_RECORDED INFORMATION_.
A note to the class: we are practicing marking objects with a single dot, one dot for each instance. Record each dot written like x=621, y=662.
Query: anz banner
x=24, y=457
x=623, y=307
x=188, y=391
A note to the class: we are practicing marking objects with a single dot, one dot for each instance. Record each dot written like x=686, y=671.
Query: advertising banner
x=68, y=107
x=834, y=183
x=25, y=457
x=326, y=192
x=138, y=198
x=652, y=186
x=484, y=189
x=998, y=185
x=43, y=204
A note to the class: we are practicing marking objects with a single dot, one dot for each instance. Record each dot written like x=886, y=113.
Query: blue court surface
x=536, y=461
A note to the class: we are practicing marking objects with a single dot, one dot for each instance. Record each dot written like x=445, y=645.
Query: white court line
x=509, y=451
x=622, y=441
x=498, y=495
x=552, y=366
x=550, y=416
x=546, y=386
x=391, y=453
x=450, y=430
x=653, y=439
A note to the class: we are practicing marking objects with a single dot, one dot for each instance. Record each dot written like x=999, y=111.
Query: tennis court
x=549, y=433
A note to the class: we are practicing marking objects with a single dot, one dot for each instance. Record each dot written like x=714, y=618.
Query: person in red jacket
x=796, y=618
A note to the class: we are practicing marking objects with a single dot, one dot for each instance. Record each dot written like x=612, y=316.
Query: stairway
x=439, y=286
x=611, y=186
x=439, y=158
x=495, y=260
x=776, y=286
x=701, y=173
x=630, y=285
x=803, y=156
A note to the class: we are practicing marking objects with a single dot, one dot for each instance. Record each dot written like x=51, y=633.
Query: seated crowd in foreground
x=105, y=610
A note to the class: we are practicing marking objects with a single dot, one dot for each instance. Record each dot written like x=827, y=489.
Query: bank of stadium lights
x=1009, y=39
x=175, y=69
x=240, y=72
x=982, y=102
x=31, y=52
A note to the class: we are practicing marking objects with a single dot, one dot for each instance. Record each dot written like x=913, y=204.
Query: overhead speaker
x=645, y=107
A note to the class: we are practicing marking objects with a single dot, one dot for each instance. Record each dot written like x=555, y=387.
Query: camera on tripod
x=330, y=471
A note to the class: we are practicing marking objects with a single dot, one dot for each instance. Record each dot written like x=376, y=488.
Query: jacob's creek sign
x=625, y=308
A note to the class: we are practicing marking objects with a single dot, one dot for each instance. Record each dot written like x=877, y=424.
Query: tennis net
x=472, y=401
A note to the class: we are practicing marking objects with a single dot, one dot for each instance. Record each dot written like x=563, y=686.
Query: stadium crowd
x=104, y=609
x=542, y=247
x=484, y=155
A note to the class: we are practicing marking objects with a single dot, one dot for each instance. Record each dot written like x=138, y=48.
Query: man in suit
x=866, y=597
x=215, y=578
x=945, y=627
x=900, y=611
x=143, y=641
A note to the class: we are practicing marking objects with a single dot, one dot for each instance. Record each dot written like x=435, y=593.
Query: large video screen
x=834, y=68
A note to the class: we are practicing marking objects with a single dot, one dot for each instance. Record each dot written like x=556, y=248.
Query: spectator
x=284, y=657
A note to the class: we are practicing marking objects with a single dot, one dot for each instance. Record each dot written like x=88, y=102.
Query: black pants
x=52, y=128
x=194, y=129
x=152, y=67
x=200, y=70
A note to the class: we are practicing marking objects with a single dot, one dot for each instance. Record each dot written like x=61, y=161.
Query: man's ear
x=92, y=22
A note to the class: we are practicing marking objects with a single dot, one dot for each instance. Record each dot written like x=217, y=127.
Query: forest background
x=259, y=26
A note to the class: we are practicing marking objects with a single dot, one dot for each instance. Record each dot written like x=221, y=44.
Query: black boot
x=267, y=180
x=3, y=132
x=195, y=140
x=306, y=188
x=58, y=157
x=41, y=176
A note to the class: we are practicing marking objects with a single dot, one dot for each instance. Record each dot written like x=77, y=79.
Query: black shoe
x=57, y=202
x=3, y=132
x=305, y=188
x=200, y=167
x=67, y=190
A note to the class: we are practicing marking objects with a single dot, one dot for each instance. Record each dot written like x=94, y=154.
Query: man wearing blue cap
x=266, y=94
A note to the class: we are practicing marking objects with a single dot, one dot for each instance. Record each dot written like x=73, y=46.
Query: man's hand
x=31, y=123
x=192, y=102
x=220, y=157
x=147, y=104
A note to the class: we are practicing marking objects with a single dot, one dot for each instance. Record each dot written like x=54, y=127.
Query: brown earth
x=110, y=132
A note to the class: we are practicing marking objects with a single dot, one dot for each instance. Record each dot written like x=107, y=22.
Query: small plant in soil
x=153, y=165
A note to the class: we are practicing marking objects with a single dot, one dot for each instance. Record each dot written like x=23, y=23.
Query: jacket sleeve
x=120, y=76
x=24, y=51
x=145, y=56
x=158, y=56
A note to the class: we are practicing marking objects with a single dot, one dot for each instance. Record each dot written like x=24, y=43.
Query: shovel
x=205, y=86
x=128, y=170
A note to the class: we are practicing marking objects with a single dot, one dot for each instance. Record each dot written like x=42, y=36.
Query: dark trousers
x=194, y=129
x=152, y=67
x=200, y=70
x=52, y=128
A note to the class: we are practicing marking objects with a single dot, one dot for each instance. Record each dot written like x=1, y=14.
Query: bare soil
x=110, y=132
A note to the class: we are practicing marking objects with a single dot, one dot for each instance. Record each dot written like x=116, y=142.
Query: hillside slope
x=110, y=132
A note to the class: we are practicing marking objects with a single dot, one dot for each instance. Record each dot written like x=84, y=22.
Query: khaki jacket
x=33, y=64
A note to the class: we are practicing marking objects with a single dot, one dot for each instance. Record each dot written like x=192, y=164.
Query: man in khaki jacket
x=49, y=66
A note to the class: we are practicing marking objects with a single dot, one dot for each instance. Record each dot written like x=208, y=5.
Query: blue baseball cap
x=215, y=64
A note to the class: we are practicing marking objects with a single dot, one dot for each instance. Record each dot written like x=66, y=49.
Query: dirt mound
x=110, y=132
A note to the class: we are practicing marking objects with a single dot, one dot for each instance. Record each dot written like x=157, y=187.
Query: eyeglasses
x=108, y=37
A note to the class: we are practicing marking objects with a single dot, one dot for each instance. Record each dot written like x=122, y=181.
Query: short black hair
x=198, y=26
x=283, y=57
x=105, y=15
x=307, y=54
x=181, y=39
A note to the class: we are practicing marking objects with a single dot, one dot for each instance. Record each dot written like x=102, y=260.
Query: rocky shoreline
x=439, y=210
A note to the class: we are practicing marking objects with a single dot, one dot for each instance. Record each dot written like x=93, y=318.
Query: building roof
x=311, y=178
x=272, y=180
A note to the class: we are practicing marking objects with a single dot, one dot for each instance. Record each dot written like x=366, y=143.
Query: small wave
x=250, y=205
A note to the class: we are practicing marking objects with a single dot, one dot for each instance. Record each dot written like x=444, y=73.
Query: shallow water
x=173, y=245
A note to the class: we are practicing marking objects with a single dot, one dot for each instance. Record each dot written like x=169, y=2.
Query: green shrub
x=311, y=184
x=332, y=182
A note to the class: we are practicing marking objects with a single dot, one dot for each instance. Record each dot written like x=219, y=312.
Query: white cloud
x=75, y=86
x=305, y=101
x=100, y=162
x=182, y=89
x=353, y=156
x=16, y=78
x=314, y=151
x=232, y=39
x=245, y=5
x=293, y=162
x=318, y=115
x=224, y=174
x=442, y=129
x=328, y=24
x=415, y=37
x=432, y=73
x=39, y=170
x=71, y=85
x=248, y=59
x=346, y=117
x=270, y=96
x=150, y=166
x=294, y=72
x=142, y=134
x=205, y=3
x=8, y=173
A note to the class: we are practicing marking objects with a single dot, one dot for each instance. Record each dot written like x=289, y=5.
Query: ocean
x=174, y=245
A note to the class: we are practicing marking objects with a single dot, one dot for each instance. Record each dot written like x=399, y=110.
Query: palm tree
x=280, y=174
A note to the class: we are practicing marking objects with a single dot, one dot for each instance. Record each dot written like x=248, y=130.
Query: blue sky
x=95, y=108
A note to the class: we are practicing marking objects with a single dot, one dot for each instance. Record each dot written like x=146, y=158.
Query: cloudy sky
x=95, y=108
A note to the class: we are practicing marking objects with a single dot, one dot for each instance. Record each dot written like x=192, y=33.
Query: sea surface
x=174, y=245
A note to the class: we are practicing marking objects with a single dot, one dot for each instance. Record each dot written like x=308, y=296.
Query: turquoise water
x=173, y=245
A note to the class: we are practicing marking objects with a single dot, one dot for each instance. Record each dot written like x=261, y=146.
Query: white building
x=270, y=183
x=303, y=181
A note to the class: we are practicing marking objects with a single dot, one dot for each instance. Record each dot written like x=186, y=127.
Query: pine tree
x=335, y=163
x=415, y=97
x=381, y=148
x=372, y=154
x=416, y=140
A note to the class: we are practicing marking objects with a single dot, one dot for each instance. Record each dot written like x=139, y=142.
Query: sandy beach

_WORK TO BE COMPLETED_. Rewrite the lines from the one containing "like x=61, y=161." through the one containing "x=41, y=176", changing "Query" to "Target" throughout and leaving everything else as it is.

_THE SOLUTION_.
A note to the class: we are practicing marking objects with a single dot, one dot for each instance. Record each dot written like x=61, y=161.
Target: man's ear
x=92, y=22
A note to the class: we are practicing marking objects with a single dot, one dot for each instance. Record each dot written like x=217, y=127.
Target: forest background
x=259, y=26
A note to the class: we are practicing marking objects with a single dot, one dot for each instance. Record each dot written like x=221, y=44.
Target: black boot
x=267, y=180
x=3, y=132
x=195, y=140
x=306, y=188
x=58, y=157
x=41, y=176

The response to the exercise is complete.